PROBLEM REQUIREMENTS: Your task is to print every entry below exactly as given.

DATA RECORDS:
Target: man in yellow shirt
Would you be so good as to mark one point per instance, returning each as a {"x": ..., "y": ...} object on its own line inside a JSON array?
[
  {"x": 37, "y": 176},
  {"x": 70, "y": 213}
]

TASK RESPONSE:
Target: man in yellow shirt
Would you be so good as to mark one point per instance, returning each as a {"x": ..., "y": ...} object on its own line inside a JSON array?
[
  {"x": 37, "y": 176},
  {"x": 70, "y": 213}
]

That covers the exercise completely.